**Recorded information:**
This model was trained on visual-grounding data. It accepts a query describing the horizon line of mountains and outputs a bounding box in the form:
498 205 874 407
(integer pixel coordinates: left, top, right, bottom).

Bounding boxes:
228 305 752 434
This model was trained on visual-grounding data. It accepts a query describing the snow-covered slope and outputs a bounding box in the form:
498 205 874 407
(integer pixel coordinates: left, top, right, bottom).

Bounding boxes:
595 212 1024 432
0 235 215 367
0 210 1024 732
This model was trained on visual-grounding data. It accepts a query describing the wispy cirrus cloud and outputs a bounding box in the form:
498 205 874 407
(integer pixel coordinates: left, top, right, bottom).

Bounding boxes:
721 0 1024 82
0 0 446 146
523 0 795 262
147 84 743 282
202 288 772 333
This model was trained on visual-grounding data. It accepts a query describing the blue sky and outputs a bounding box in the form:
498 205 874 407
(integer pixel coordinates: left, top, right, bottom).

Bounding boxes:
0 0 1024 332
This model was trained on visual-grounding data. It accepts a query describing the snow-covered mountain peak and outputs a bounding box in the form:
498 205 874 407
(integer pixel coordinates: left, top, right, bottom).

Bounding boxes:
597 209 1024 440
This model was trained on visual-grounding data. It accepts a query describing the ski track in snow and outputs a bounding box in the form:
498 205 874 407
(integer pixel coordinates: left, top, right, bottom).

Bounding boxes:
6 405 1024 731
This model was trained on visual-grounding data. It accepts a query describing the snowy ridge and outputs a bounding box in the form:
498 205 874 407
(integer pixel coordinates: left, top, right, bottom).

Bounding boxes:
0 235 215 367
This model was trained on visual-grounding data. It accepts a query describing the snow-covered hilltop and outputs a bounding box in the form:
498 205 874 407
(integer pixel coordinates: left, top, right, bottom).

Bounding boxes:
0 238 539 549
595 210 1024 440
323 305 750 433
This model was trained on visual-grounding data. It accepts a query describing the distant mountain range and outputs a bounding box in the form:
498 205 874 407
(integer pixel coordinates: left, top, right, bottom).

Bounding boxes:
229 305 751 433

**What the exercise asks:**
Reproduce the stretch of entries from the line containing "describing the blue" through the end of the entries, requests included, scaling each bounding-box coordinate in the answers by 0.75 and rounding to whole numbers, with halves going up. Leave the requests and their sample coordinates unchanged.

**Right answer:**
This model was trained on visual-grounding data. It accepts a query describing the blue sky and outputs a bounding box in the form:
498 205 874 407
(integer pixel coordinates: left, top, right, bottom).

Bounding boxes:
0 0 768 249
This model was trained on visual-grounding data. It accepts a query describing the snow-covered mountain peak and outputs a bounding box in the form:
498 205 874 407
(integer pixel coordinates: left, top, right, bottom).

Bounding boxes:
448 157 768 330
This model was trained on visual-grounding data. It accepts a query describing the ski track in snow and outputs a bounding box in the form:
498 205 874 407
(integer pixel coordinates: left, top, right, bottom).

Bounding boxes:
5 304 768 548
This model was trained on visual-grounding data. It accepts a query describing the snowy ridge and outputs a bounding box in the form:
498 205 874 407
(integer pixel coordinates: left, top, right, bottom).

Bounding boxes:
0 176 161 275
This model was trained on visual-grounding data. It accepts a query describing the snow-covered hilltop and outputs a bounding box in the form:
498 205 874 407
(integer pixel coordinates: left, top, right, bottom).

Bounding boxes:
0 179 404 412
446 158 768 330
242 229 563 325
This model was trained on visual-grounding data. It accepts a query describing the distant mountain range and outputs a bounding box in the form:
498 205 874 407
(integer pixel coordinates: left, top, right, bottom).

Bounding boxes:
172 229 563 325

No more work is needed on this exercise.